## [Las tareas]
A) Edita el fragmento del texto sobre El cazador que va entre "Al protagonista de El" y "con una mujer.", ambos incluidos, y sustituye "espejo" por "tocador".
B) Indica si cada afirmación coincide con el texto sobre El cazador. Responde sí o no y cita literalmente las palabras que lo deciden: (i) El cazador se publicó casi al mismo tiempo que el relato de Senel Paz. (ii) Al protagonista le interesan sobre todo los contactos efímeros. (iii) Anselmo se ha casado con una mujer.
C) Por favor, prolonga el texto sobre El cazador a partir de su última oración.

## [Página]
En el camino de ascenso hacia la expresión abierta de una sensibilidad homosexual aparece una serie de relatos que buscan despertar la simpatía hacia su protagonista. Este es el caso de El cazador, de Leonardo Padura Fuentes7, publicado casi simultáneamente con el relato de Senel Paz. El cuento encarna también una mirada heterosexual (así al menos se nos presenta el narrador) hacia la homosexualidad, una de las tendencias de la entonces emergente producción de literatura con esa temática. En esta tendencia, el objetivo era llamar la atención sobre el hecho simple e incuestionable de que los homosexuales son personas iguales a todas, que su condición sexual no representa una perversión ni los hace inferiores. O sea, trata de situar sus sentimientos humanos por encima de su condición sexual. La elementalidad de este punto de vista puede resultar alarmante, pero constituyó un primer momento en el rescate de esa sensibilidad en la literatura cubana. 

Al protagonista de El cazador se le ve al inicio del relato maquillándose ante el espejo, deseando tener lo que no le concedieron (ser biológicamente una mujer), pero luego se quita violentamente el maquillaje. Sus gestos, al vestirse, son más bien masculinos. Porque no estamos ante una loca o un travesti (como sugiere el inicio del texto), sino ante un homosexual medido, que busca relaciones estables en las que el afecto sea lo primero. No le interesan los contactos efímeros, con los que suele asociarse también el mundo homosexual. Su caza (es una persona que sale a buscar a alguien con quien pasar la noche pero también, si es posible, estabilizarse) se ve frustrada porque el medio es predominantemente heterosexual, ajeno a las relaciones que él busca. Su ideal, Anselmo, un hombre cariñoso con quien ha tenido anteriormente una relación, se ha casado con una mujer.

## [Datos proporcionados]

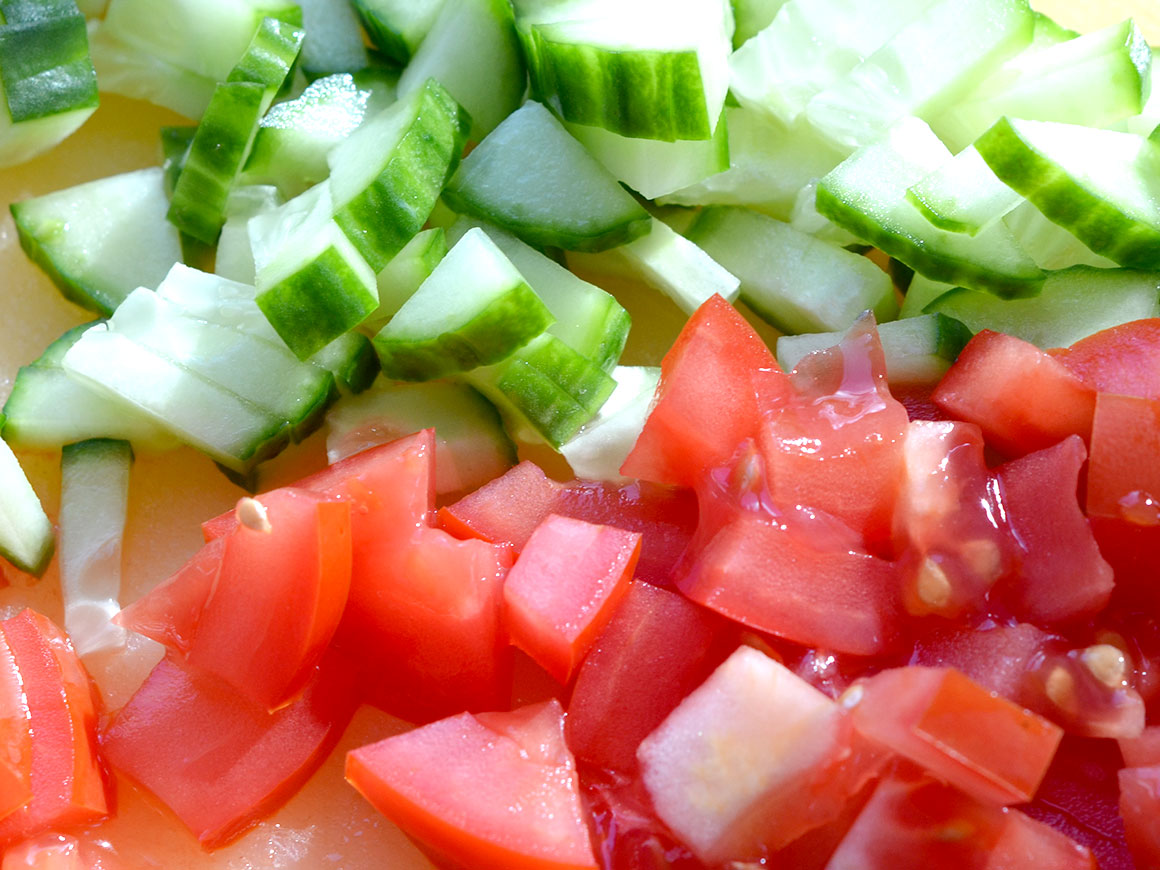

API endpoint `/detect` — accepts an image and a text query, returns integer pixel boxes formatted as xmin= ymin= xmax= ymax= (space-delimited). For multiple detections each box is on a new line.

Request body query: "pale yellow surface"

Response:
xmin=0 ymin=0 xmax=1160 ymax=870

## [Respuestas]
A)
Al protagonista de El cazador se le ve al inicio del relato maquillándose ante el tocador, deseando tener lo que no le concedieron (ser biológicamente una mujer), pero luego se quita violentamente el maquillaje. Sus gestos, al vestirse, son más bien masculinos. Porque no estamos ante una loca o un travesti (como sugiere el inicio del texto), sino ante un homosexual medido, que busca relaciones estables en las que el afecto sea lo primero. No le interesan los contactos efímeros, con los que suele asociarse también el mundo homosexual. Su caza (es una persona que sale a buscar a alguien con quien pasar la noche pero también, si es posible, estabilizarse) se ve frustrada porque el medio es predominantemente heterosexual, ajeno a las relaciones que él busca. Su ideal, Anselmo, un hombre cariñoso con quien ha tenido anteriormente una relación, se ha casado con una mujer.

B)
(i) Sí: "publicado casi simultáneamente con el relato de Senel Paz".
(ii) No: "No le interesan los contactos efímeros".
(iii) Sí: "se ha casado con una mujer".

C)
Los estereotipos e incongruencias abundan. Por una parte, la dicotomía hombre/mujer: ser homosexual significa no estar de acuerdo con su condición biológica de hombre, y sufrir por ello. Si el hombre activo busca en el homosexual pasivo (como están definidos los personajes del relato) una satisfacción típicamente masculina, entonces la mujer puede desplazar al homosexual sencillamente porque en ella los atributos de la feminidad son naturales, y ofrece además la oportunidad de construir una familia con hijos. El cuento concluye con la depresión total del personaje y la sugerencia de un suicidio. 

Esa salida –y otras semejantes, que representan una derrota–, es común en esta tendencia de la literatura cubana de tema homosexual. O sea, la condición del homosexual, su incongruencia con el contexto, lo lleva a soluciones drásticas, como también ocurre con el suicidio de la lesbiana del relato Alguien tiene que llorar, de Marilyn Bobes.8 O con la protagonista de Mi prima Amanda, de Francisco López Sacha9, quien termina recluida y olvidada en medio de una casa decadente en la que organizó fiestas para que las adolescentes dieran rienda suelta a sus deseos. 

Como hemos visto, en los ejemplos citados los finales son semejantes. La inmovilidad de Leslie Caron, la huida y el círculo vicioso del adolescente de manos azules son también, a la larga, exclusiones, como lo es la final salida de Diego del país, donde, a pesar de su patriotismo y su lezamianismo, no puede quedarse. (No sabemos qué haría David frente a un nuevo Diego, porque él especifica que no se prometió sino que se dijo que lo iba a defender.)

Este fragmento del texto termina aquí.